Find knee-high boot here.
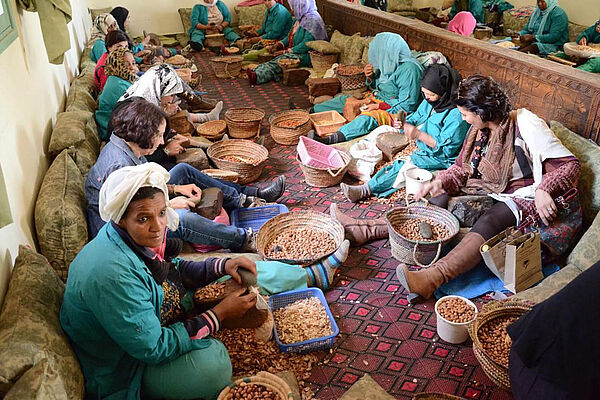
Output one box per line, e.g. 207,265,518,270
396,232,486,302
329,204,388,246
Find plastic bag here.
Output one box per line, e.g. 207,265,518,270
348,140,382,181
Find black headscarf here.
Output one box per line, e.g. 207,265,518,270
420,64,462,113
111,6,129,32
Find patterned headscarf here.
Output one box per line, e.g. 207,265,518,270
88,14,117,48
368,32,423,85
448,11,477,37
105,48,138,83
119,64,189,105
528,0,559,36
288,0,327,40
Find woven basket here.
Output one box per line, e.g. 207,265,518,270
337,64,367,91
269,110,312,146
218,371,293,400
412,393,466,400
207,139,268,184
196,120,227,140
309,51,339,75
386,205,460,267
210,55,243,79
205,33,225,48
278,58,301,70
201,168,239,183
261,38,279,48
224,107,265,139
257,210,345,265
296,152,351,188
467,300,534,391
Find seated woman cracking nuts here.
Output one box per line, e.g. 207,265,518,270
188,0,241,52
513,0,568,55
62,162,350,400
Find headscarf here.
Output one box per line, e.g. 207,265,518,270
197,0,218,6
288,0,327,40
110,6,129,32
119,64,187,105
420,64,462,112
528,0,559,36
88,14,117,48
99,163,179,231
448,11,477,37
105,47,138,83
368,32,423,85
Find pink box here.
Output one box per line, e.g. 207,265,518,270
297,136,345,169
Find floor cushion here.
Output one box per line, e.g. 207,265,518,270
512,263,581,304
234,4,268,27
503,6,535,36
178,8,192,35
567,210,600,273
72,64,96,94
89,7,111,23
568,21,587,43
361,37,374,64
331,31,366,65
0,245,83,398
388,0,415,13
65,84,97,113
69,116,101,177
48,111,91,156
3,359,69,400
306,40,341,55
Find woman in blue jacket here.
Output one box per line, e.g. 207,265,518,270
188,0,240,51
516,0,568,55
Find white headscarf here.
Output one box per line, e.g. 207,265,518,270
99,163,179,231
198,0,218,6
88,14,117,48
119,64,187,106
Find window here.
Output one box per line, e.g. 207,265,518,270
0,0,17,55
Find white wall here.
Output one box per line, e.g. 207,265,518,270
0,0,91,304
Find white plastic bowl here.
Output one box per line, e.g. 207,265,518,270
435,295,478,344
404,168,433,195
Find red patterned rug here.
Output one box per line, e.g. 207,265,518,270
193,51,514,400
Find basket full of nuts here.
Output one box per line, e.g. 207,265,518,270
435,295,478,344
217,371,293,400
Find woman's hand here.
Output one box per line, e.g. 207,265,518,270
364,63,374,77
163,101,181,116
403,123,420,140
579,37,588,46
520,34,535,44
164,139,186,157
217,23,224,32
170,196,196,209
141,35,151,46
212,288,257,321
135,49,151,58
414,180,444,201
224,257,257,285
362,103,379,112
392,117,403,129
535,189,557,226
174,184,202,198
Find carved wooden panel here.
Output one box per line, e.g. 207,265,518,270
317,0,600,144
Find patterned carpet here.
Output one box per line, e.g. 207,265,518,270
193,51,514,400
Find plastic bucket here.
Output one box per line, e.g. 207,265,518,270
435,295,478,344
404,168,433,195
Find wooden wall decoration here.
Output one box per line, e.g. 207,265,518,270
316,0,600,144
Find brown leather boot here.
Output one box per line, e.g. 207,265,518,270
395,232,486,303
180,91,217,113
329,203,388,246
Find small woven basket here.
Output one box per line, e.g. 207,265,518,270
218,371,293,400
412,393,466,400
269,110,312,146
205,33,225,48
201,168,239,183
210,55,243,79
257,210,345,265
278,58,301,70
386,205,460,267
337,64,367,92
309,51,339,75
224,107,265,139
196,120,227,140
467,300,534,391
207,139,268,184
296,152,351,188
261,38,279,48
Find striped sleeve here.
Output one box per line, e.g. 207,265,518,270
179,258,230,289
185,310,222,339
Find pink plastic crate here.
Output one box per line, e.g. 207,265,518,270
297,136,345,169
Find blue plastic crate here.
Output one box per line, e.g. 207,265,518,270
230,204,288,232
269,288,339,353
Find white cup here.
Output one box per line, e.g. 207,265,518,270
404,168,433,195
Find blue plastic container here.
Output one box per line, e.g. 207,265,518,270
269,287,339,353
230,204,288,232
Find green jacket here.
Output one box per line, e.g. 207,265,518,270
366,62,423,114
60,223,209,399
95,76,132,140
519,6,568,54
257,3,293,41
281,25,315,67
450,0,484,24
91,39,105,63
188,1,232,36
577,23,600,44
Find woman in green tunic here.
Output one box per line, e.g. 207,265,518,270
516,0,568,55
340,64,470,202
188,0,240,51
576,17,600,73
255,0,293,41
89,13,118,63
95,48,140,140
310,32,423,144
449,0,485,24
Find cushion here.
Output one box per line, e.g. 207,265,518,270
65,84,97,113
178,7,192,34
503,6,535,36
3,359,69,400
361,37,374,64
0,245,84,398
550,120,600,226
512,264,581,304
89,7,111,22
48,111,91,156
73,64,96,94
330,31,366,65
79,48,92,70
69,117,101,177
234,4,268,27
388,0,415,13
306,40,341,55
34,150,88,281
568,21,587,43
567,211,600,273
339,374,395,400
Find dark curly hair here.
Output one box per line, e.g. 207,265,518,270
452,75,512,123
111,98,168,149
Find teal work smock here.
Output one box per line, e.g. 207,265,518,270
519,6,568,54
257,3,293,41
95,76,132,140
189,1,241,45
91,39,105,63
282,25,315,67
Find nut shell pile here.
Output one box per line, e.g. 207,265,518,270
273,297,333,344
266,229,337,261
225,383,278,400
478,315,519,367
275,118,306,129
337,65,364,75
392,217,450,242
194,282,226,302
437,297,476,323
223,155,260,164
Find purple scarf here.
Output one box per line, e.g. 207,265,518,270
289,0,327,40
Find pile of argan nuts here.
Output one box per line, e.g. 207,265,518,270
193,282,226,303
392,218,450,242
225,382,279,400
478,315,519,367
437,297,477,323
273,297,333,345
266,229,336,261
276,118,306,129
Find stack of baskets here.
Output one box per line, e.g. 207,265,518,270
224,107,265,139
217,371,293,400
207,139,268,184
210,56,244,79
277,58,301,70
309,51,339,75
269,110,312,145
196,120,227,140
337,64,367,93
297,151,351,187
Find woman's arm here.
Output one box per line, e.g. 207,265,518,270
535,8,568,44
290,29,315,55
428,111,471,157
577,25,597,44
178,258,228,289
385,64,423,114
537,157,581,198
218,1,232,24
190,5,208,31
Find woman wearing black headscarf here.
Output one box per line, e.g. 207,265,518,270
110,6,150,56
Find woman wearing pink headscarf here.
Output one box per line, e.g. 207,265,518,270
448,11,477,37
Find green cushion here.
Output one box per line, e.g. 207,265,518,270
178,7,192,35
0,245,83,398
73,64,96,94
3,358,69,400
330,31,366,65
388,0,415,13
568,211,600,272
306,40,341,55
89,7,111,23
34,150,88,281
69,117,101,177
550,120,600,226
79,48,93,69
48,111,91,156
361,37,374,64
65,84,97,113
568,21,587,43
512,264,581,304
234,4,268,27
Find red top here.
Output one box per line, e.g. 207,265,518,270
94,52,109,92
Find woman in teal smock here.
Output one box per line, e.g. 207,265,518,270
310,32,423,145
449,0,484,24
95,48,139,140
516,0,568,55
256,0,293,41
340,64,470,202
188,0,240,51
89,14,118,63
576,17,600,73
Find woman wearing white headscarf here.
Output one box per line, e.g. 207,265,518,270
89,13,118,63
188,0,241,51
516,0,568,54
63,162,349,400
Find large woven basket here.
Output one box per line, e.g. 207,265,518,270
207,139,268,184
269,110,312,146
386,205,460,267
210,55,243,79
467,301,533,391
218,371,293,400
337,64,367,92
201,168,239,183
412,393,466,400
257,210,345,265
224,107,265,139
309,51,339,75
296,151,351,188
196,120,227,140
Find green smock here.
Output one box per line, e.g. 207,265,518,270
95,76,132,140
91,39,106,63
450,0,485,23
576,23,600,72
257,3,293,41
189,1,241,47
519,5,568,54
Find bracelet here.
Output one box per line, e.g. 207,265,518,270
164,147,171,156
172,186,178,196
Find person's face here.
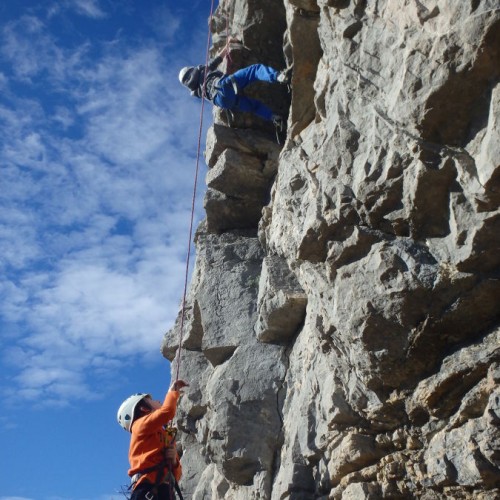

▶ **WHAT THIS TASK INVOLVES**: What you return should be only the exact lines from the top of the entries through the line with "Find seated woman cracking nuts here.", minus the pictures.

▶ **FINISHED TASK**:
Find knee-high boot here.
Output one box per line, e.g. 207,265,518,270
396,232,486,302
329,204,388,246
Find plastic bag here.
Output one box per line, e.g. 207,265,518,270
348,140,382,181
Find black headscarf here.
Output one box per line, e.g. 207,265,518,270
420,64,462,113
111,6,129,32
Find patterned headscarf here.
Output one box per line, e.g. 207,265,518,270
88,14,117,48
368,32,423,85
448,11,477,37
105,48,138,83
119,64,189,105
528,0,559,36
288,0,327,40
Find woven basket here.
Output one box per line, e.g. 207,265,518,270
337,64,367,91
269,110,312,146
218,371,293,400
412,393,466,400
207,139,268,184
196,120,227,140
309,51,339,75
386,205,460,267
210,55,243,79
205,33,225,48
278,58,301,70
201,168,239,183
261,38,279,48
224,107,265,139
257,210,345,265
296,152,351,188
467,300,534,391
Find seated woman cracking nuts here.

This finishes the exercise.